= Task details =
Where a line of the material contains the string "white", copy that line.

= Data provided =

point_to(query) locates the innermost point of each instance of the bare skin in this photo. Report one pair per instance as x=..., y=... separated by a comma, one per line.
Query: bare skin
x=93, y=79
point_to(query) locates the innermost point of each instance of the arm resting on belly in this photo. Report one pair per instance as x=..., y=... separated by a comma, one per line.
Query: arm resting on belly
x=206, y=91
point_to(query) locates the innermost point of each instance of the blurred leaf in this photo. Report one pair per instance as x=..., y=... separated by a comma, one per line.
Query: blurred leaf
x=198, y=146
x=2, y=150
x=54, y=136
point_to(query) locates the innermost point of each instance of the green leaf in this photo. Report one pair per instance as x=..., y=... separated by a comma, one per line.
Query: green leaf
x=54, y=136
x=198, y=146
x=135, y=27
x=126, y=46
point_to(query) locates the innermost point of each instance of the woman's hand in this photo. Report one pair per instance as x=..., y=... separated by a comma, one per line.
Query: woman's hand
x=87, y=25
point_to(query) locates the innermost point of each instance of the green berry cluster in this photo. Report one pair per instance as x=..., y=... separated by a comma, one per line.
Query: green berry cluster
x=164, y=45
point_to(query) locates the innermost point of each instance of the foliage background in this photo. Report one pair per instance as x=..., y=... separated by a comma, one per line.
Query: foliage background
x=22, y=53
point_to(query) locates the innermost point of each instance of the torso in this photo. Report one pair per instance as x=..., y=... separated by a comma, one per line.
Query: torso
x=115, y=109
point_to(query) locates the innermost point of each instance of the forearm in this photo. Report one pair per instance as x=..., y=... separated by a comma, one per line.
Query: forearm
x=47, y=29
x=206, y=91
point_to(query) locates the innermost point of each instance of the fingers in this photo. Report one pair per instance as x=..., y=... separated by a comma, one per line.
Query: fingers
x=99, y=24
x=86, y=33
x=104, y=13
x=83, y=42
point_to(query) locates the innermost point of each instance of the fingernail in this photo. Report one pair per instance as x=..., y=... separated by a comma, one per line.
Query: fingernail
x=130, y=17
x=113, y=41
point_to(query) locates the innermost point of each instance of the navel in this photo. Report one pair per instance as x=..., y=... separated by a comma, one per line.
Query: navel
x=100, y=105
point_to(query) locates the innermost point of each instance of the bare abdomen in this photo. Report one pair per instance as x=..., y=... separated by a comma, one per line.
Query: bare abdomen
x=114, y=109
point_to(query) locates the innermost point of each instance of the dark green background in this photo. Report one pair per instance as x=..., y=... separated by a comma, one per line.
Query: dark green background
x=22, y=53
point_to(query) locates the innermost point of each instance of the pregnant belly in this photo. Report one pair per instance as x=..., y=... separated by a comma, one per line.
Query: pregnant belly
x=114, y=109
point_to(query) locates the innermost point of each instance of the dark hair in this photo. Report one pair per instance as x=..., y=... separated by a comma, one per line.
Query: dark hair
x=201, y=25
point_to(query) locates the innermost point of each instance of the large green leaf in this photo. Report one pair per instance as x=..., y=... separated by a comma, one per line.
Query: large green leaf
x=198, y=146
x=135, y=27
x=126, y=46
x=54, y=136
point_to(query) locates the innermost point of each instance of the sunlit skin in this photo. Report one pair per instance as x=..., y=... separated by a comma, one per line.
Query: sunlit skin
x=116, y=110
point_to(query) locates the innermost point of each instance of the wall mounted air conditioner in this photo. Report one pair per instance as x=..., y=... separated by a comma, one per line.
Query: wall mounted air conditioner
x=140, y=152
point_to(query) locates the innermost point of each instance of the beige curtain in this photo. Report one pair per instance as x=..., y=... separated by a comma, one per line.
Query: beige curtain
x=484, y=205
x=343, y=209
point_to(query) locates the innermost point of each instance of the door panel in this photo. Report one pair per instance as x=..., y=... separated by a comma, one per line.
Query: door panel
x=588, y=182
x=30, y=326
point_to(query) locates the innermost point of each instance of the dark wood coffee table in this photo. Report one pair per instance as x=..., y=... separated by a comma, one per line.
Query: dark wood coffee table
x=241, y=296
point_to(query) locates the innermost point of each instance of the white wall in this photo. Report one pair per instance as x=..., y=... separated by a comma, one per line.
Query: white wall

= Task solution =
point_to(query) locates the innermost point of each instance of the white wall in this photo. Report one pair per instance as x=..., y=... separated by a comma, one per line.
Query: white wall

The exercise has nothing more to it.